The findings come from a report by Mercer released on June 11, which was highlighted by market commentator The Kobeissi Letter. The report indicates that nearly half of large U.S. employers are expected to raise deductibles, copays, or other out-of-pocket costs for workers in 2027. Additionally, around 66% of large U.S. firms may increase monthly employee premium contributions next year.
Workers who frequently visit doctors and fill prescriptions could see healthcare costs rise by as much as 8% year-over-year. "U.S. healthcare costs have never been higher," The Kobeissi Letter wrote.
Rising Prescription Drug Costs
The increasing cost burden is being driven partly by expensive prescription drugs, including specialty medications, gene therapies, and GLP-1 treatments such as Ozempic and Wegovy. Prescription drug benefit costs alone are expected to rise around 9% in 2026.
In response to these rising expenses, Mercer found that 6% of large employers dropped weight-loss GLP-1 coverage in 2026, while 27% tightened utilization controls.
Employer Strategies and Policy Responses
Employers are increasingly redesigning health plans to control spending. About 31% of large employers already offer or plan to offer non-traditional plans in 2027, such as high-performance networks or variable copay models that reduce costs when workers use approved providers.
Simon Camaj, Mercer's U.S. Health Leader, stated that employers are using a mix of traditional cost-sharing tactics and alternative care strategies to manage another year of elevated health benefit cost growth while attempting to minimize the impact on employees.
Policymakers are also targeting prescription drug inflation. The Trump administration said its drug-pricing agreements with major pharmaceutical companies could save the U.S. economy $529 billion over the next decade, according to White House estimates.

- [EXERCISE REQUIREMENTS]:
1. Repeat the part of the article on employer health costs between "Rising Prescription Drug" and "use approved providers.", inclusive.
2. In the article on employer health costs, what share of large employers dropped weight-loss GLP-1 coverage in 2026, according to Mercer?
3. Take the article on employer health costs further, picking up after its final sentence.
These rows have no connection to the article on employer health costs.

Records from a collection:
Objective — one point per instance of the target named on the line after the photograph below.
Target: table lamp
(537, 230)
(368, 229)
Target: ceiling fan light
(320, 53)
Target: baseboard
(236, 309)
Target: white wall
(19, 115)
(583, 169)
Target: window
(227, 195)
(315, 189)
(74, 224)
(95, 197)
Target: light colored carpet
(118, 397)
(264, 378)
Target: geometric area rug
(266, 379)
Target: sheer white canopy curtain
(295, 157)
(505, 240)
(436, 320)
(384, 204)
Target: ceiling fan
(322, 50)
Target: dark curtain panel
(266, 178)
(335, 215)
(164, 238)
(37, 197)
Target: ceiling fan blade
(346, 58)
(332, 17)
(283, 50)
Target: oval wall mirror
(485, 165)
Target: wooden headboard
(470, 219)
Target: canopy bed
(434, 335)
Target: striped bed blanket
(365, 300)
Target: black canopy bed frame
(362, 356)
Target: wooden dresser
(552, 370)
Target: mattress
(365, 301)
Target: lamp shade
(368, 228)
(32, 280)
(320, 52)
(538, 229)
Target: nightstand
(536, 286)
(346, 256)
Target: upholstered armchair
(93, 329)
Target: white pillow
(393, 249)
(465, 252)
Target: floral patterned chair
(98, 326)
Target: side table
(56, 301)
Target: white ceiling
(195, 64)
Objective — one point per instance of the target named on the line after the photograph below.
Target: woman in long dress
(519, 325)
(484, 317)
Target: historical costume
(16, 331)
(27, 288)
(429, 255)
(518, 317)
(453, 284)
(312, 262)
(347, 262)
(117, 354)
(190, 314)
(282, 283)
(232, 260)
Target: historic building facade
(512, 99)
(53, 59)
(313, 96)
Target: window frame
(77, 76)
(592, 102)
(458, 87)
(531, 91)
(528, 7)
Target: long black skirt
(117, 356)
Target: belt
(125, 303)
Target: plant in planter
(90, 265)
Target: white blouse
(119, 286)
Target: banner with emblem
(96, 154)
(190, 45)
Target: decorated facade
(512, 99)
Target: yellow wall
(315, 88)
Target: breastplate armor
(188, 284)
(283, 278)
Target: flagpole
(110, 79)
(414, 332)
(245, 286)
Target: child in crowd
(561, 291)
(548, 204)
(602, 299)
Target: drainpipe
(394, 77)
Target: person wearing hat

- [RESULTS FOR EACH TASK]:
1.
Rising Prescription Drug Costs
The increasing cost burden is being driven partly by expensive prescription drugs, including specialty medications, gene therapies, and GLP-1 treatments such as Ozempic and Wegovy. Prescription drug benefit costs alone are expected to rise around 9% in 2026.
In response to these rising expenses, Mercer found that 6% of large employers dropped weight-loss GLP-1 coverage in 2026, while 27% tightened utilization controls.
Employer Strategies and Policy Responses
Employers are increasingly redesigning health plans to control spending. About 31% of large employers already offer or plan to offer non-traditional plans in 2027, such as high-performance networks or variable copay models that reduce costs when workers use approved providers.

2. 6%

3.
| Metric | Projected Change/Value |
|---|---|
| Health benefit cost increase (2026) | 6.7% year-over-year |
| Cost per employee (2026) | At least $18,500 |
| Prescription drug cost increase (2026) | Around 9% |
| Employers raising deductibles/copays (2027) | Nearly 50% |
| Employers raising monthly premiums (2027) | Around 66% |
The affordability crisis extends beyond insured workers. Recent CDC data showed the U.S. uninsured rate remained at 8.3% in 2025, leaving roughly 28 million Americans without health coverage, while millions more remain underinsured. Sen. Bernie Sanders (I-Vt.) argued that despite the U.S. spending more than $15,000 per person on healthcare, tens of millions remain uninsured or underinsured.
Will the removal of GLP-1 coverage by 6% of large employers accelerate in 2027 as weight-loss drug demand continues to surge?
How effective will non-traditional plans like high-performance networks be in curbing costs without significantly reducing employee access to care?
Could the projected 6.7% cost increase force small and medium-sized businesses to drop health coverage entirely, further raising the uninsured rate?